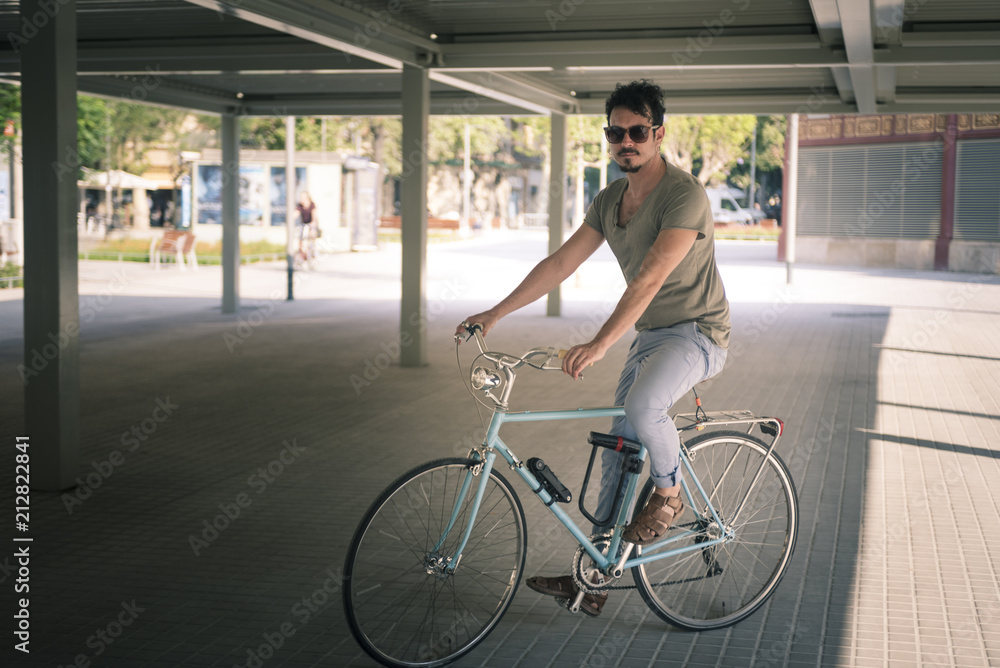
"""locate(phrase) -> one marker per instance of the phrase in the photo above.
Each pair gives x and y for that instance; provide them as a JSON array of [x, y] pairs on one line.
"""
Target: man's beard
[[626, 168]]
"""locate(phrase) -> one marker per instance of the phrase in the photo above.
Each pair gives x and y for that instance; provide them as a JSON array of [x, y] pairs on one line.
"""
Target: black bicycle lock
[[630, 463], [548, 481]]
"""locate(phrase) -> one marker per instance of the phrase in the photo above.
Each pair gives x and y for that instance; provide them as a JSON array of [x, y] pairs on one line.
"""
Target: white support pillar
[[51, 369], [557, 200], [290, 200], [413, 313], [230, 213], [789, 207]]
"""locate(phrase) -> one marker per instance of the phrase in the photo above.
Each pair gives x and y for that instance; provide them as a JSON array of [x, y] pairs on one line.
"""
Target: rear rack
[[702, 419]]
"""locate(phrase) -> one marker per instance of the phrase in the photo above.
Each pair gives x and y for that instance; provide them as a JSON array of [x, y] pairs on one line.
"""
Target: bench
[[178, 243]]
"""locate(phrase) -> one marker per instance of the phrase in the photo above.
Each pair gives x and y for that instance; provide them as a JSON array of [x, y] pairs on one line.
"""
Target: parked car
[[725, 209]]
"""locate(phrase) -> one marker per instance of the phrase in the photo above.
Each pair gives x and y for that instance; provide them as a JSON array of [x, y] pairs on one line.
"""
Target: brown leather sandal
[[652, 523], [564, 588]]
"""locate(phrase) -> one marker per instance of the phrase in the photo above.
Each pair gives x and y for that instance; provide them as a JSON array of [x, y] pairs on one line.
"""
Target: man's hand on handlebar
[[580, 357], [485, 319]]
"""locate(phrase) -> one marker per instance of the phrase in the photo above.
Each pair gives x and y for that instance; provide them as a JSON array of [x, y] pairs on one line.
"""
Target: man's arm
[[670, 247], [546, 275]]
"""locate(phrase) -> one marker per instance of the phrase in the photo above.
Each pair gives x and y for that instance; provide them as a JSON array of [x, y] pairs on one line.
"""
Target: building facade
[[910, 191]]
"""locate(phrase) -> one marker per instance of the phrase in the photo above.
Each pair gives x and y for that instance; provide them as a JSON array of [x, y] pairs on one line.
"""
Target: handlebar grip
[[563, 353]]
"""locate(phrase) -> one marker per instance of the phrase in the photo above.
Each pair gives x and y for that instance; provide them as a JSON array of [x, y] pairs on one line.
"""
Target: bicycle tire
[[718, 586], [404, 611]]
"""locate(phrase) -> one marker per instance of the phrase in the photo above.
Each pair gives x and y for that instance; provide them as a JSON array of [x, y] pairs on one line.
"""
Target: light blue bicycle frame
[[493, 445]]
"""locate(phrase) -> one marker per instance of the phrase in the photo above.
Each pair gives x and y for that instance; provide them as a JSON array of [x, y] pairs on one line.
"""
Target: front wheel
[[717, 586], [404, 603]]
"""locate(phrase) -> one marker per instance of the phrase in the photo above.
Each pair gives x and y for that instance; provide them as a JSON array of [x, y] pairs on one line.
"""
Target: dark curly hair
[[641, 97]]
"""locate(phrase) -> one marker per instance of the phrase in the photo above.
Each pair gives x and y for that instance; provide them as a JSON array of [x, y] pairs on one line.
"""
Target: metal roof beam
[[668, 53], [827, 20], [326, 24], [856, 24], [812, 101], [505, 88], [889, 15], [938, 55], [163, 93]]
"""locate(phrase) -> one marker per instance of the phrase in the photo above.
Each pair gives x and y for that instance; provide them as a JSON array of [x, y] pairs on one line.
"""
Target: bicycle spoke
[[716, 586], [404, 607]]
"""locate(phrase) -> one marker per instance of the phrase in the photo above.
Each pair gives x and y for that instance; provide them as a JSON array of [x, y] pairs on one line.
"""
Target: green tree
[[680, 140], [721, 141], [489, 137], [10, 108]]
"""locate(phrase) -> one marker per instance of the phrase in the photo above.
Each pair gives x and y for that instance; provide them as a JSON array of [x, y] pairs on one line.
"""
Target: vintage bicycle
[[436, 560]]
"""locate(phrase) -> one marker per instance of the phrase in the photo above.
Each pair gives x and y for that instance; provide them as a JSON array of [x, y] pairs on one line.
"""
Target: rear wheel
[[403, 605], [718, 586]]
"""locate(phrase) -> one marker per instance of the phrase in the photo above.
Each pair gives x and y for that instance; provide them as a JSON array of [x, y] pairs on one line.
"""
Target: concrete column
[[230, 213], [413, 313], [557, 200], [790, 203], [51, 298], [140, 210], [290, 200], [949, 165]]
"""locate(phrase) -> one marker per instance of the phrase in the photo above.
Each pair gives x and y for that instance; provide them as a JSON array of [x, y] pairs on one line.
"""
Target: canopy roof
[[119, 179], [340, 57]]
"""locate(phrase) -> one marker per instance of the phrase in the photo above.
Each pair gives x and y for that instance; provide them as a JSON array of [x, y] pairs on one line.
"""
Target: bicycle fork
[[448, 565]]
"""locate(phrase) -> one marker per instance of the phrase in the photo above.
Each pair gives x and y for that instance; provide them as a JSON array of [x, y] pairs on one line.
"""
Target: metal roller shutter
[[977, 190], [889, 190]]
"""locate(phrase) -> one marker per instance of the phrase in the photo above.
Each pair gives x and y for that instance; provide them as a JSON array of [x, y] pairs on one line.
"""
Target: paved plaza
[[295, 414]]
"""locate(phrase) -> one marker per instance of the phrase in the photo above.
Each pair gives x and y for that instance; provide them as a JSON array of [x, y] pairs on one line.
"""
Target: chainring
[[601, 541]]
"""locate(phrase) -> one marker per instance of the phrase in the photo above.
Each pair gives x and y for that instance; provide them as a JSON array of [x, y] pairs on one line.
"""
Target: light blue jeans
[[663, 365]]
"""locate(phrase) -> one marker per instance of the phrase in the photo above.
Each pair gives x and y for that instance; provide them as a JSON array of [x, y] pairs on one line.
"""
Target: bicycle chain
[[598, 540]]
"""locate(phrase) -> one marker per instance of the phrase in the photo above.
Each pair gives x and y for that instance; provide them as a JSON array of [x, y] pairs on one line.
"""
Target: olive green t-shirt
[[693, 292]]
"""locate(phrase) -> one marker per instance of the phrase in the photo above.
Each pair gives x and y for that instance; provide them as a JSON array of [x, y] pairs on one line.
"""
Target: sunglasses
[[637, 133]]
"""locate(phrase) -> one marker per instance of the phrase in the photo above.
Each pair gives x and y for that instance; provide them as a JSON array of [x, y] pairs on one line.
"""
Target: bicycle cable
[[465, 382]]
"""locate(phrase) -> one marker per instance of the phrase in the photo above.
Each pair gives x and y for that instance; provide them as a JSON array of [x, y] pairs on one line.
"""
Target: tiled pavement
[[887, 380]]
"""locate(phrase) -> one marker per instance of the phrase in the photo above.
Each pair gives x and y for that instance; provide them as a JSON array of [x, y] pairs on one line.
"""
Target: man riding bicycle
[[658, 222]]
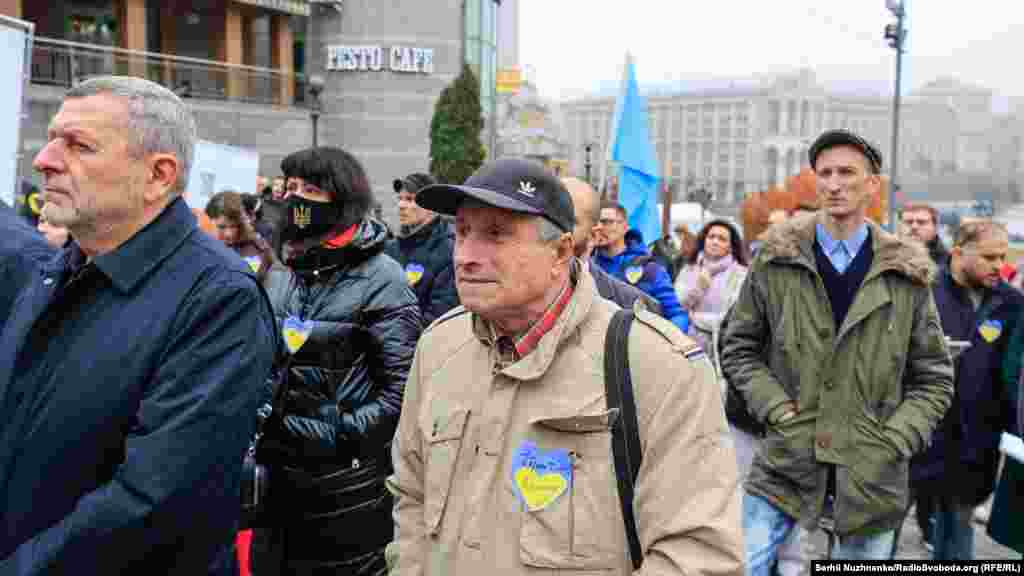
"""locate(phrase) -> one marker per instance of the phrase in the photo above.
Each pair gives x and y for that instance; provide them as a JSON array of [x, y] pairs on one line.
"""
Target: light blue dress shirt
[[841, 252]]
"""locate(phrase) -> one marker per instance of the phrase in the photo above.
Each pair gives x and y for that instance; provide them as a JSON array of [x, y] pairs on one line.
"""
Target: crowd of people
...
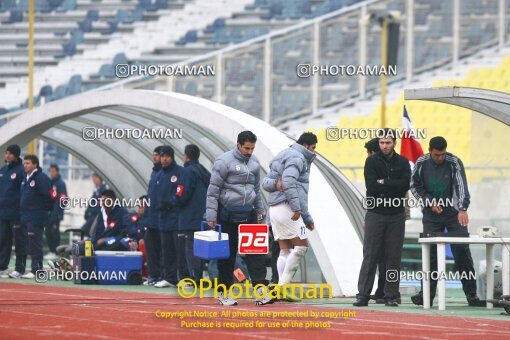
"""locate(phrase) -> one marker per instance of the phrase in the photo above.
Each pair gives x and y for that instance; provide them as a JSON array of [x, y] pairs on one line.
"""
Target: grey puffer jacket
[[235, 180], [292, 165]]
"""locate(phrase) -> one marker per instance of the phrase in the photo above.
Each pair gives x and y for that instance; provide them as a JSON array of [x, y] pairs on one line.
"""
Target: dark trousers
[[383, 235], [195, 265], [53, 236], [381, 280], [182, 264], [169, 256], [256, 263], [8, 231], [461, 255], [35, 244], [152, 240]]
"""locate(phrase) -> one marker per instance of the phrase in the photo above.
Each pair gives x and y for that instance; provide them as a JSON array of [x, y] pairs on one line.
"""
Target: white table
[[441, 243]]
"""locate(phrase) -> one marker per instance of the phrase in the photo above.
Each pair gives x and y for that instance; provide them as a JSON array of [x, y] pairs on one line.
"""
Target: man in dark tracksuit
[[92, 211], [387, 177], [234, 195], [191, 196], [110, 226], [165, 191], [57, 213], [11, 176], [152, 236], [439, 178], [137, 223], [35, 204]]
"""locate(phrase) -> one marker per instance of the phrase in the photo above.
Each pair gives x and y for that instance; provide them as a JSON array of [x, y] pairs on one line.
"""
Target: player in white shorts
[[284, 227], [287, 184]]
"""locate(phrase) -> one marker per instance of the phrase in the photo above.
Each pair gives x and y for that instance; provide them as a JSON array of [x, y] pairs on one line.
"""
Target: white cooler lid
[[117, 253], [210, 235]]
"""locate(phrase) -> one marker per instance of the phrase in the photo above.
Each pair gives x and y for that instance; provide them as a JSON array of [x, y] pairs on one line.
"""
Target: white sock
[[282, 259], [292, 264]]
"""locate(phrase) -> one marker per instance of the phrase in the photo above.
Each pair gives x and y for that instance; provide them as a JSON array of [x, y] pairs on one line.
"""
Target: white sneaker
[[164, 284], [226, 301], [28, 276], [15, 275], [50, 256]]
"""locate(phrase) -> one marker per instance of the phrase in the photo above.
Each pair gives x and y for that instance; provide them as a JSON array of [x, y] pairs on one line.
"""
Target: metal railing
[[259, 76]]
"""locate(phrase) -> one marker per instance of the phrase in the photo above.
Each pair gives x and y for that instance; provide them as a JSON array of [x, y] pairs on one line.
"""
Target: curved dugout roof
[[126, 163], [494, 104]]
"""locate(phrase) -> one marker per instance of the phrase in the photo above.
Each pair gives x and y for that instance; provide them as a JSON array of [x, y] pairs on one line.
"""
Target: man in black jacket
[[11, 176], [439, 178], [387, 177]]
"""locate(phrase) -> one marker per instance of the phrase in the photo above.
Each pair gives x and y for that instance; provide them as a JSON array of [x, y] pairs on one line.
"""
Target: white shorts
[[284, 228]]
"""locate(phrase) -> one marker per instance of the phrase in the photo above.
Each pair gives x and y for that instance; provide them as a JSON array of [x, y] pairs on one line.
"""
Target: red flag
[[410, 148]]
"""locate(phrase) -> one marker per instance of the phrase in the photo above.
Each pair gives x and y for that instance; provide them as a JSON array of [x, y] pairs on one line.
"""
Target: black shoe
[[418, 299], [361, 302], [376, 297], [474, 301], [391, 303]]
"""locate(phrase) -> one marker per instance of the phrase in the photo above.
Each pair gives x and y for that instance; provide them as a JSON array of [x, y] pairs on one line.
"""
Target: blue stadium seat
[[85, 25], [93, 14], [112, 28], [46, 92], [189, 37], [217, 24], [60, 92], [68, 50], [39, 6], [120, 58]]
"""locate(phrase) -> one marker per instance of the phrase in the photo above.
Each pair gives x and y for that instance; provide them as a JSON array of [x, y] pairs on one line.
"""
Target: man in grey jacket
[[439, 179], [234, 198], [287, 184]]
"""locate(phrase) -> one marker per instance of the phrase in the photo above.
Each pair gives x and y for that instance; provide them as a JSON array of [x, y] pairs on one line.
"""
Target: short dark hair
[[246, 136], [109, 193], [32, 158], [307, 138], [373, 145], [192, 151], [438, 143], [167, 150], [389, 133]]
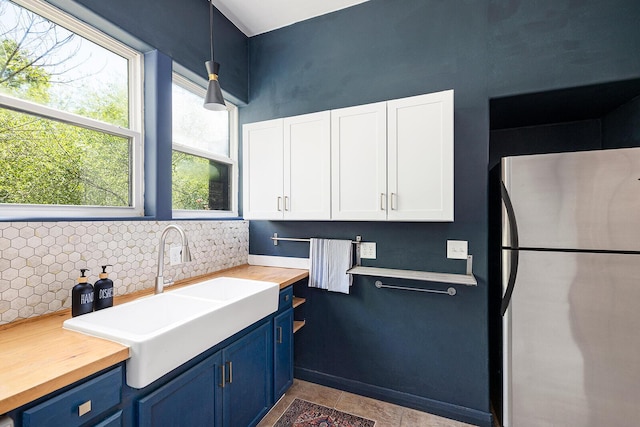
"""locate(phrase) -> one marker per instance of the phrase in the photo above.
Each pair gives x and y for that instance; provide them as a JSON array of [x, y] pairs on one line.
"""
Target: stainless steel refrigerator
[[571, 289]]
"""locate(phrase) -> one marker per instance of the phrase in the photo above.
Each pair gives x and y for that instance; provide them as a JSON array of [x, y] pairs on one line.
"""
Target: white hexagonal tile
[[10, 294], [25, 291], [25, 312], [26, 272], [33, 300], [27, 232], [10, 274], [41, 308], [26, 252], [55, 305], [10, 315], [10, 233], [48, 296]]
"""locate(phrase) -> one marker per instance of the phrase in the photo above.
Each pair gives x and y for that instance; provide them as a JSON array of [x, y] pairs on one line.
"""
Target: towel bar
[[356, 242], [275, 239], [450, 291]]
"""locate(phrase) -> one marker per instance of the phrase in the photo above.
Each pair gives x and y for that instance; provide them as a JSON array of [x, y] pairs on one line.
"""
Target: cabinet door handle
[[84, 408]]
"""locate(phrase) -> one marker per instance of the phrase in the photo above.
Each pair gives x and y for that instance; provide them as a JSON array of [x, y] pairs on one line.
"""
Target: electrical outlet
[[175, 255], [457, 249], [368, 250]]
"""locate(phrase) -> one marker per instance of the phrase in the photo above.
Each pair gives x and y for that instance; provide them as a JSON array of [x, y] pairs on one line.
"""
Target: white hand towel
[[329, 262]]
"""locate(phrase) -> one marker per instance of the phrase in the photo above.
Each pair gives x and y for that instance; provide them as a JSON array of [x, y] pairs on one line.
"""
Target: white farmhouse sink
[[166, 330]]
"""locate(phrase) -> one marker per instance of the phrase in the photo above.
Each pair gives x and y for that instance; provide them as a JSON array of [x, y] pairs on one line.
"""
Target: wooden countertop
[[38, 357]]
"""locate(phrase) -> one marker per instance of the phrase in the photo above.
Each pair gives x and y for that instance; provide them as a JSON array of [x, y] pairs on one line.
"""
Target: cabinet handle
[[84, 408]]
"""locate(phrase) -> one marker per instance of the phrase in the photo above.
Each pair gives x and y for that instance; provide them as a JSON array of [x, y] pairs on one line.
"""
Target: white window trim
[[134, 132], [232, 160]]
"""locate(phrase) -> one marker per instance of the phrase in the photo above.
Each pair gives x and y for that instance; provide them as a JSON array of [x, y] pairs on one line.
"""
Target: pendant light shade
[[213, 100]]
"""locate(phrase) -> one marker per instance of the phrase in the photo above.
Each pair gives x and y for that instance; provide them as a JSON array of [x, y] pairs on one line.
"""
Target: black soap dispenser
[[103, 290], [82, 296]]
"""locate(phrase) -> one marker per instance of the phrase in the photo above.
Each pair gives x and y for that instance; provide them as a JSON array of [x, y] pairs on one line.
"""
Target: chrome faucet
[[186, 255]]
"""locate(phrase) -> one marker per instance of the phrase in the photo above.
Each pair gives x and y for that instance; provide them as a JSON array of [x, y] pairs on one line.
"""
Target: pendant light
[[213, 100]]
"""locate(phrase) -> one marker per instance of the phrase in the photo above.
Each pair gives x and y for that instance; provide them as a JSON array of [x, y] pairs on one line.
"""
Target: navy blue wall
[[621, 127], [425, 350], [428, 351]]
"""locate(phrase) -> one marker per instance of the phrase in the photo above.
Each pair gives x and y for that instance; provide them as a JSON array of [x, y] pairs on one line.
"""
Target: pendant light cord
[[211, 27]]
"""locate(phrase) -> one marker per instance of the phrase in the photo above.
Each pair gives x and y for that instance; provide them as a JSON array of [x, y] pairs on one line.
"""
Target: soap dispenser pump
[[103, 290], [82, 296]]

* Task statement: Find every line in the two listing blocks above that contains the string "shorts" and copy each of those lines.

* Task result:
Target: player in white shorts
Target: white shorts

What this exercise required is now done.